Look through the records below for the line with "x=630, y=118". Return that line and each one after it up to and including the line with "x=610, y=122", exactly.

START Record excerpts

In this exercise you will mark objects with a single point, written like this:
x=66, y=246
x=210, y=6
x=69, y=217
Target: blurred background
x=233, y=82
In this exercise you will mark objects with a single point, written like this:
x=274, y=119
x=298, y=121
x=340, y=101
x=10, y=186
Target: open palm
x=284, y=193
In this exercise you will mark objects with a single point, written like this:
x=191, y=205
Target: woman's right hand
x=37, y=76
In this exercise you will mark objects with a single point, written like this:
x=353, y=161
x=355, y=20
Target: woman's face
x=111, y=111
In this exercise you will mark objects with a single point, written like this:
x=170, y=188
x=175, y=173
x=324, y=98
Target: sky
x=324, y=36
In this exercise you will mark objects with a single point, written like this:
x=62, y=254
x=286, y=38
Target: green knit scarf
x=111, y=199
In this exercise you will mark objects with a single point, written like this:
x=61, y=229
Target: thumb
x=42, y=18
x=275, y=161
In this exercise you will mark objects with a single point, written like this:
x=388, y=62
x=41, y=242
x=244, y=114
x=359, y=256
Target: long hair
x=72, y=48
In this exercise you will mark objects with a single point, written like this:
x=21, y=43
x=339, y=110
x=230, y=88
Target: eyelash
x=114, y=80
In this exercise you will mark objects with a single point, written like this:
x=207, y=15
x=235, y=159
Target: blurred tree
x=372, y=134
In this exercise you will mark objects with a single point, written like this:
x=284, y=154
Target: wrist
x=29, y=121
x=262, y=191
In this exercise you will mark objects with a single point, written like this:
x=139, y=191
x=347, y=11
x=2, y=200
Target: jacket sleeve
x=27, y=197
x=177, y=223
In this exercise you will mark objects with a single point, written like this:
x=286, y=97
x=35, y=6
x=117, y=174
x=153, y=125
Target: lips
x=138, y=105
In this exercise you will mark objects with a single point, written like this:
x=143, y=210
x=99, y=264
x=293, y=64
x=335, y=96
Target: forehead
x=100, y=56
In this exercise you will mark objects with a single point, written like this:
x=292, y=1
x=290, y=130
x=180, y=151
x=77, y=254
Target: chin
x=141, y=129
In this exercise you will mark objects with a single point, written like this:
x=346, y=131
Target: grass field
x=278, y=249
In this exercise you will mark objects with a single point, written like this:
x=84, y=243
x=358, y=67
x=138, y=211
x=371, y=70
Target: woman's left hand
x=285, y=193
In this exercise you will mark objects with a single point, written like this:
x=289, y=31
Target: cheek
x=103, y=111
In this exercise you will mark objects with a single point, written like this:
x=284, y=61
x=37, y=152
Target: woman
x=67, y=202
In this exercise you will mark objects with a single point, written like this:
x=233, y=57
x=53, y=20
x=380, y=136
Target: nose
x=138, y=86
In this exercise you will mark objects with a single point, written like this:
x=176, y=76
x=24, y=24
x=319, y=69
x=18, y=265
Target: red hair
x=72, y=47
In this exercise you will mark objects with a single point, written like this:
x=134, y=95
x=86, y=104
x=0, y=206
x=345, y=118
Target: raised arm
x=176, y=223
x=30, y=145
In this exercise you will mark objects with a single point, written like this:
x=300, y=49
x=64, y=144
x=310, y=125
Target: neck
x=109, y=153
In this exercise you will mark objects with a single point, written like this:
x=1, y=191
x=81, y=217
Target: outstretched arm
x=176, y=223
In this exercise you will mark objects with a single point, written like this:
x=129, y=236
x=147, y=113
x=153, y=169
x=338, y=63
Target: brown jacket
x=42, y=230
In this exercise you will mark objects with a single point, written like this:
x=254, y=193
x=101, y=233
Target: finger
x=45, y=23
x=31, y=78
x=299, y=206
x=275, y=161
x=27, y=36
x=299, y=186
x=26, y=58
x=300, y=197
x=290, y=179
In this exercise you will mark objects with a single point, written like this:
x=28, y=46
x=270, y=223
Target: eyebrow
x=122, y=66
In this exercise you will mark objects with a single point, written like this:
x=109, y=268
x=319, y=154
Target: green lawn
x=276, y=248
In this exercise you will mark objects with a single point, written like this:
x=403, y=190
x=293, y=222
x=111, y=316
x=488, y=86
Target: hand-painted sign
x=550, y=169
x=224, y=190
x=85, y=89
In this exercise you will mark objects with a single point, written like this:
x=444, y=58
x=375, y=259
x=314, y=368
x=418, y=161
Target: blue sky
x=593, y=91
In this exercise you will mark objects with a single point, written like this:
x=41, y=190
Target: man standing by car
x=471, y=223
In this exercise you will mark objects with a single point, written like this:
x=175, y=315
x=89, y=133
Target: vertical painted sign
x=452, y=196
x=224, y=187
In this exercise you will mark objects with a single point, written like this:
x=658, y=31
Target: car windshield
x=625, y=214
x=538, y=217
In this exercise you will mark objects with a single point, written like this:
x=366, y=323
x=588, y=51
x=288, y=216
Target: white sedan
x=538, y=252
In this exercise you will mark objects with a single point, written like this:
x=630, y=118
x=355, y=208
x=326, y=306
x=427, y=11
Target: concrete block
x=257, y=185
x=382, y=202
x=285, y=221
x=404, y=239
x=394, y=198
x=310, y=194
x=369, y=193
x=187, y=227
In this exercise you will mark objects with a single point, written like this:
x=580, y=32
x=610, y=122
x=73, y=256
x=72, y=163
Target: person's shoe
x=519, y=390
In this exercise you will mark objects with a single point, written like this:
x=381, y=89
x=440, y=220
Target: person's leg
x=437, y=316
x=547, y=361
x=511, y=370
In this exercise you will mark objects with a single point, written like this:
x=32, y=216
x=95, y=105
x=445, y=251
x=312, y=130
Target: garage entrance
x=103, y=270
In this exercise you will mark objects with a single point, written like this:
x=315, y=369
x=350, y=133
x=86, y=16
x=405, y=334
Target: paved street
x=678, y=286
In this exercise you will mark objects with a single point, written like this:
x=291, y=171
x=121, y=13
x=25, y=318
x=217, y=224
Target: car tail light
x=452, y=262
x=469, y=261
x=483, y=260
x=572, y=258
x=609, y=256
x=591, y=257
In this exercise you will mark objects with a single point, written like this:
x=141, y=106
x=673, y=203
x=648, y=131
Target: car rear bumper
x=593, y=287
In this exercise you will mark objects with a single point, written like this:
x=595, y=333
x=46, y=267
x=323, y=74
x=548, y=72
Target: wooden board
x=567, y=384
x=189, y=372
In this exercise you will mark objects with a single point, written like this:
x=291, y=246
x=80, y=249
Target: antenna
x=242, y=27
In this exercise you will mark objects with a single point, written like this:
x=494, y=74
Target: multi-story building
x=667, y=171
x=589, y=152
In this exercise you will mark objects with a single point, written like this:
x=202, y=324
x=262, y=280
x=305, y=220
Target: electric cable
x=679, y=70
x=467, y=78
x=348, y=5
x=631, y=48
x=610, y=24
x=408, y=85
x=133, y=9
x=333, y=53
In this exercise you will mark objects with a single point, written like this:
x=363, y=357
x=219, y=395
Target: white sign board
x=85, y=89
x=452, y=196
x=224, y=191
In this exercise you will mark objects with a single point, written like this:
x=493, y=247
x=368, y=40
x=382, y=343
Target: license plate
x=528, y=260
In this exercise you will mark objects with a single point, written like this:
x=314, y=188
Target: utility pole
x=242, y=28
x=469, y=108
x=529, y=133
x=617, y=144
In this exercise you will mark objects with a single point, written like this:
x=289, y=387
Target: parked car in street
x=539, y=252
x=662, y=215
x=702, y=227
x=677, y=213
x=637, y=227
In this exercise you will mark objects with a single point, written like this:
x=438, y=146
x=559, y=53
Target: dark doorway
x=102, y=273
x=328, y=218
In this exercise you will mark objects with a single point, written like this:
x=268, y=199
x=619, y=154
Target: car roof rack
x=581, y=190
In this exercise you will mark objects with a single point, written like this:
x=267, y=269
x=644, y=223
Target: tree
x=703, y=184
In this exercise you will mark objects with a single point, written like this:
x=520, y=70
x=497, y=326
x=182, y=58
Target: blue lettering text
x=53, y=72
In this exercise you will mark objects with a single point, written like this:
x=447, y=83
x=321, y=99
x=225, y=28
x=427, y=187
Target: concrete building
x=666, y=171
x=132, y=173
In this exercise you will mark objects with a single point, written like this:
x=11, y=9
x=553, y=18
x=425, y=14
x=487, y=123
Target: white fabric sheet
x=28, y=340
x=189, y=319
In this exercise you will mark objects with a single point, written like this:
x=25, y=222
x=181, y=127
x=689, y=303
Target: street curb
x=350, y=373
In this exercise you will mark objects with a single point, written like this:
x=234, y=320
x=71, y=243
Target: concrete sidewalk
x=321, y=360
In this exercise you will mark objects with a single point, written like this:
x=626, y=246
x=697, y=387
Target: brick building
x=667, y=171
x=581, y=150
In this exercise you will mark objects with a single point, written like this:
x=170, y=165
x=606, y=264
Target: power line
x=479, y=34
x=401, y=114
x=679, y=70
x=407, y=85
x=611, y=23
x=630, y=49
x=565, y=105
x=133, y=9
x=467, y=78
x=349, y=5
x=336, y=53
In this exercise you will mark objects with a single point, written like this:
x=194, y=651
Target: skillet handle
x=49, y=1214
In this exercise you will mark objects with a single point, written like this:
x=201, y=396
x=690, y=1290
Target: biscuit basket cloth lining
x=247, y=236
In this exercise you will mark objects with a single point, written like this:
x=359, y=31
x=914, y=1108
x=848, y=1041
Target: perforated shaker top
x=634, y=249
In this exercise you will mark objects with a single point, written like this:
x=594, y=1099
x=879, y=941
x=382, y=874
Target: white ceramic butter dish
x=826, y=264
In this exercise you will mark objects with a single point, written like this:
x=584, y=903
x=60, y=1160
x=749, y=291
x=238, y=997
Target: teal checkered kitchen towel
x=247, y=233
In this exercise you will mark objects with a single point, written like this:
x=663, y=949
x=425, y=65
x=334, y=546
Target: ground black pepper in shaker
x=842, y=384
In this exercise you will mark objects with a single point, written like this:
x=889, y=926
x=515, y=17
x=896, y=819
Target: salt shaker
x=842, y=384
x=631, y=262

END Record excerpts

--- Completed exercise ---
x=630, y=118
x=355, y=208
x=326, y=306
x=427, y=11
Target: concrete block
x=257, y=185
x=382, y=202
x=285, y=221
x=404, y=239
x=394, y=198
x=310, y=194
x=369, y=193
x=187, y=227
In this exercise you will mark objects with a single point, written like this:
x=580, y=32
x=610, y=122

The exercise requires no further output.